> **WHAT THE TASK REQUIRES**: Change every "service" in the listing below to "tool" and leave all other text as it is.

(Point annotation data)
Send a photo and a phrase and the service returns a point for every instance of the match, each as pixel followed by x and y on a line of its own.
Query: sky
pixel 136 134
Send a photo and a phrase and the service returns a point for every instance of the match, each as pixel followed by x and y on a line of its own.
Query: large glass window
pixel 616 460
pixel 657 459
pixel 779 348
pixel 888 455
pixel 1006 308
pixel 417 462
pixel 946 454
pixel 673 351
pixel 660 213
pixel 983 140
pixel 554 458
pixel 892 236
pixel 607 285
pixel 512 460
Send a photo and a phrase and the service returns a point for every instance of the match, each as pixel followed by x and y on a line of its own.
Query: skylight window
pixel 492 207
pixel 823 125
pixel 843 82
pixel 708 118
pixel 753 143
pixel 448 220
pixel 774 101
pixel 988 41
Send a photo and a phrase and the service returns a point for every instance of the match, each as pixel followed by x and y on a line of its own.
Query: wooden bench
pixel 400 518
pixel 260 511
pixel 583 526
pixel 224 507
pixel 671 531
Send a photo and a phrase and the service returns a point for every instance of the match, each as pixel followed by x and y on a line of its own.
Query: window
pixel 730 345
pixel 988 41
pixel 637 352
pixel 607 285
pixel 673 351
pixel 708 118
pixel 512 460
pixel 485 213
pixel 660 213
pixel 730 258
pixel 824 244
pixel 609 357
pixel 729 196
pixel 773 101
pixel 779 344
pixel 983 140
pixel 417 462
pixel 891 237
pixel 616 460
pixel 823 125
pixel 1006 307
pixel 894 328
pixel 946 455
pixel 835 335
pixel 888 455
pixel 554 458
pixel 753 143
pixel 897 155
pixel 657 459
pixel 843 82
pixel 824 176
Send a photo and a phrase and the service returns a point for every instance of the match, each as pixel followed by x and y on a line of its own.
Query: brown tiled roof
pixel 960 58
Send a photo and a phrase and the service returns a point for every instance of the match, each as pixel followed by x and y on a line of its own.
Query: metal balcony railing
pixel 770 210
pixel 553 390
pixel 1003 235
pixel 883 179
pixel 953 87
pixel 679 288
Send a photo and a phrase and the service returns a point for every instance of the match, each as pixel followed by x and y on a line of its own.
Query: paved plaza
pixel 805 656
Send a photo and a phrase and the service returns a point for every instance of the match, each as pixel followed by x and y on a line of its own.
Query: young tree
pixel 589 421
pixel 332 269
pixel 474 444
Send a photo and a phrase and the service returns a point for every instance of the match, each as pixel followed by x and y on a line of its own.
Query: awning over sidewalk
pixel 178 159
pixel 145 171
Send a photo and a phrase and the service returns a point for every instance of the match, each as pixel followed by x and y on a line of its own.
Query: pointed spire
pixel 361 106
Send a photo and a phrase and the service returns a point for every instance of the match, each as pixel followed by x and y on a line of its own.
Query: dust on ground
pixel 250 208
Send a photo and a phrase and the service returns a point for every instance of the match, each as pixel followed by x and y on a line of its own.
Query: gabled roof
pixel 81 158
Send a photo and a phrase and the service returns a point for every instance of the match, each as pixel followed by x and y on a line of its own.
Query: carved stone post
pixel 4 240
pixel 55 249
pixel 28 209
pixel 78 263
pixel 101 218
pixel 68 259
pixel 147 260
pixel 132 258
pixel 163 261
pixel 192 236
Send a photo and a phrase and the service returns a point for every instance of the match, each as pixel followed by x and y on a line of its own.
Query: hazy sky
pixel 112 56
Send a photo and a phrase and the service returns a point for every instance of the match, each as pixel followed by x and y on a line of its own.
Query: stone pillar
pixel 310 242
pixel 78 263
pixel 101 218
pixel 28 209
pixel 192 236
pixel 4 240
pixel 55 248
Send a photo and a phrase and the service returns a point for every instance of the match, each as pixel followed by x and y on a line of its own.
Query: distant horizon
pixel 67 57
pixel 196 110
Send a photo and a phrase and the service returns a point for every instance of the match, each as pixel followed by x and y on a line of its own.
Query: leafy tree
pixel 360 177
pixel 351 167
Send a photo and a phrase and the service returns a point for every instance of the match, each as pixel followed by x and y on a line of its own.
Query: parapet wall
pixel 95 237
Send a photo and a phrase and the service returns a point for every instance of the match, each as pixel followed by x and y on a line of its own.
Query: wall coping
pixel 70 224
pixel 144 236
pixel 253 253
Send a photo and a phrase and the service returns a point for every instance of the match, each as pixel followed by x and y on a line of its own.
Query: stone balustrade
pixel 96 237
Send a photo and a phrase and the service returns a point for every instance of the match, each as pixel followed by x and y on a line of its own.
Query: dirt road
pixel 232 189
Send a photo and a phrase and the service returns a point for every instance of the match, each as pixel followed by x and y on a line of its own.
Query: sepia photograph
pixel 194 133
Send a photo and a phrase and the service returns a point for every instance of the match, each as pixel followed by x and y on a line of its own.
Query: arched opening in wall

> **WRITTEN ANSWER**:
Send a photo and a phrase and the tool returns a point for every instance of the match, each as pixel followed by x and y on a line of its own.
Query: sky
pixel 136 134
Send a photo and a phrase and the tool returns a point for every instance of the match, each as pixel followed by x and y on a line of its own.
Query: large glass window
pixel 616 460
pixel 657 459
pixel 779 348
pixel 888 455
pixel 1006 308
pixel 417 462
pixel 946 454
pixel 673 351
pixel 660 213
pixel 983 140
pixel 554 458
pixel 892 236
pixel 607 285
pixel 512 460
Send a photo and a phrase and the tool returns a point for every instance of the match, each as pixel followed by x and y on a line of its own.
Query: skylight window
pixel 492 207
pixel 823 125
pixel 843 82
pixel 708 118
pixel 753 143
pixel 448 220
pixel 774 101
pixel 988 41
Send a photo and a phrase and the tool returns a point for every instance of the match, each as pixel followed by x and y on a line of its own.
Query: wooden bench
pixel 400 518
pixel 260 511
pixel 583 526
pixel 224 507
pixel 671 531
Send a photo and a phrase and the tool returns a point for every instance of the match, each as pixel followed by x and y on a line of its own.
Query: window
pixel 730 345
pixel 988 41
pixel 637 352
pixel 607 285
pixel 673 351
pixel 708 118
pixel 512 460
pixel 485 213
pixel 660 213
pixel 730 258
pixel 824 244
pixel 609 357
pixel 729 196
pixel 773 101
pixel 779 344
pixel 983 140
pixel 417 462
pixel 891 237
pixel 616 460
pixel 823 125
pixel 1006 307
pixel 894 328
pixel 946 455
pixel 835 335
pixel 888 455
pixel 554 458
pixel 753 143
pixel 897 155
pixel 657 459
pixel 843 82
pixel 824 176
Send a photo and a phrase and the tool returns a point for every instance of the match, each as pixel followed by x and y on a line of its own.
Query: brown tiled roof
pixel 960 58
Send a photo and a phrase and the tool returns a point for every instance of the match, each as pixel followed by x and y on a line of its own.
Query: metal balcony railing
pixel 770 210
pixel 553 390
pixel 1003 235
pixel 883 179
pixel 953 87
pixel 679 288
Send a photo and a phrase and the tool returns a point for every instance of the match, each as pixel followed by x and y on a line of its own.
Query: paved plaza
pixel 805 656
Send a photo and a phrase and the tool returns a point for every instance of the match, each as pixel followed by x and y on a line of its own.
Query: young tree
pixel 589 421
pixel 332 269
pixel 474 444
Send a photo and a phrase and the tool returns a point for every instance of the match, each as pixel followed by x and y on a line of its own.
Query: awning over sidewalk
pixel 178 159
pixel 145 171
Send a photo and a phrase and the tool returns a point for every instance of the match, each as pixel followed by x and y on a line of its own.
Query: pointed spire
pixel 361 106
Send a photo and a phrase and the tool returns a point for every instance of the match, each as pixel followed by x and y on a line of its own.
Query: dust on ground
pixel 250 208
Send a photo and a phrase and the tool returns a point for every instance of the match, each as pixel followed by x and y on a line of its own.
Query: gabled roof
pixel 81 158
Send a photo and a phrase and the tool returns a point for every instance of the match, each as pixel followed by x and y on a line of its own.
Query: carved stone post
pixel 4 240
pixel 55 249
pixel 28 209
pixel 78 263
pixel 101 218
pixel 68 259
pixel 147 260
pixel 132 258
pixel 163 261
pixel 192 236
Send a photo and a phrase and the tool returns a point for every instance of the match, each as pixel followed by x and y on a line of its own.
Query: hazy sky
pixel 112 56
Send a photo and a phrase and the tool returns a point for every instance of the match, each as pixel followed by x and y on a line of its own.
Query: stone pillar
pixel 310 242
pixel 78 263
pixel 101 218
pixel 28 209
pixel 192 236
pixel 4 240
pixel 55 248
Send a photo and a phrase and the tool returns a point for every instance of the match, each as pixel followed by x and y on a line of its own.
Query: distant horizon
pixel 67 57
pixel 196 110
Send a photo and a phrase and the tool returns a point for every instance of the match, each as pixel followed by x and y on a line of its own.
Query: leafy tree
pixel 360 177
pixel 351 167
Send a photo and a phrase and the tool returns a point for every instance of the match, each as pixel followed by x and y on a line of its own.
Query: parapet wall
pixel 95 237
Send a photo and a phrase and the tool returns a point for every instance of the match, each as pixel followed by x and y on a line of its own.
Query: wall coping
pixel 70 224
pixel 144 236
pixel 253 253
Send a photo and a phrase and the tool returns a point for every instance of the match, each as pixel followed by x and y on a line of its own.
Query: stone balustrade
pixel 96 237
Send a photo and a phrase and the tool returns a point for every instance of the match, each as pixel followed by x and y on a line of its own.
Query: dirt road
pixel 232 189
Send a photo and a phrase and the tool returns a point for every instance of the match, each as pixel followed by x and y on a line of its own.
Query: sepia photograph
pixel 194 133
Send a photo and a phrase and the tool returns a point for every instance of the match, each as pixel followed by x and y on a line of its own.
Query: arched opening in wall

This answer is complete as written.